## TASK INPUT
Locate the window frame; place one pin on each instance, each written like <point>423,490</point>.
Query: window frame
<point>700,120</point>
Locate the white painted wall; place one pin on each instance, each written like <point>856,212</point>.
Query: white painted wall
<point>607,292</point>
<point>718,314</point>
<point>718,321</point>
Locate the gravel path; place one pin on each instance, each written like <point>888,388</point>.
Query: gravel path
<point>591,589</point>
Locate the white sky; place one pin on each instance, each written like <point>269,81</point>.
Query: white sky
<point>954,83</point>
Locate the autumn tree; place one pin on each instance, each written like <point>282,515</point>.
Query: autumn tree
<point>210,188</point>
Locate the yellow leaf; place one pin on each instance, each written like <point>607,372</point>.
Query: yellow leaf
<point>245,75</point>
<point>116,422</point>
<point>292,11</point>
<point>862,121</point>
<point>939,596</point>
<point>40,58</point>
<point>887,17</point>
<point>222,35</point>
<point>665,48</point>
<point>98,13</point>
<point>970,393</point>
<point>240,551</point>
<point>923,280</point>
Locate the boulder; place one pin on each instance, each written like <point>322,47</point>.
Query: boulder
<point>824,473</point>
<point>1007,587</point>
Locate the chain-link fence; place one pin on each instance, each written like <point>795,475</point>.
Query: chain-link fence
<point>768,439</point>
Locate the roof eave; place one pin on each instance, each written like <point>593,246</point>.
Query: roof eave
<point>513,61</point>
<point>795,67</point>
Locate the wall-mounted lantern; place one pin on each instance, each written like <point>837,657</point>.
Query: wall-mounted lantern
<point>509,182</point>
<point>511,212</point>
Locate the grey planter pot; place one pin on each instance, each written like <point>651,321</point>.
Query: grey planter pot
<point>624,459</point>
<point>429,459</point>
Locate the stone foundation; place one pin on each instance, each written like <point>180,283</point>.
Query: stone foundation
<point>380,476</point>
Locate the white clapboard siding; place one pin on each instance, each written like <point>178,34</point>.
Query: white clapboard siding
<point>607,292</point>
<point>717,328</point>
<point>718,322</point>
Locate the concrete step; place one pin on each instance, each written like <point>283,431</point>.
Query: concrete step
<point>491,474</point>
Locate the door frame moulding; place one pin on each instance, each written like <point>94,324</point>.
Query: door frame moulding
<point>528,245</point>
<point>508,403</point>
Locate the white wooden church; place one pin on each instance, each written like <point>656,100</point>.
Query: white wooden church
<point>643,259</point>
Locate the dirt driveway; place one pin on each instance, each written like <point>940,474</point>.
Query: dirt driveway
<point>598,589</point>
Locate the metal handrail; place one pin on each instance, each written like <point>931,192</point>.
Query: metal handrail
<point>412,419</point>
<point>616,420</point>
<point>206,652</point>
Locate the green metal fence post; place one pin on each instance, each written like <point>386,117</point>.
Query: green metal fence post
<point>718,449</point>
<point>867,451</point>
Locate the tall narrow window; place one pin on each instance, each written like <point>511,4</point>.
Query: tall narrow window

## TASK OBJECTIVE
Copy the part of the records that opens with the line containing "Locate the white wooden" and runs through the end of the records, and add 6 to every point coordinate in the answers. Leave the requests and their sample points as they are.

## EXERCISE SOLUTION
Locate the white wooden church; place one pin on each instance, each written like <point>656,100</point>.
Query: white wooden church
<point>649,265</point>
Locate the dirt driveway; place one pin on each instance, each written like <point>940,474</point>.
Query: dirt driveway
<point>604,595</point>
Locate the metal handrail; place one pin on each instance, each written like <point>931,192</point>.
Query: metal handrail
<point>418,425</point>
<point>622,426</point>
<point>212,658</point>
Locate the green metal fence post; place one pin on each instance, each written like <point>386,117</point>.
Query: green metal fence post
<point>724,455</point>
<point>873,457</point>
Locate the tall narrow window; place one pin on each instance, each written like <point>511,4</point>.
Query: tall narrow window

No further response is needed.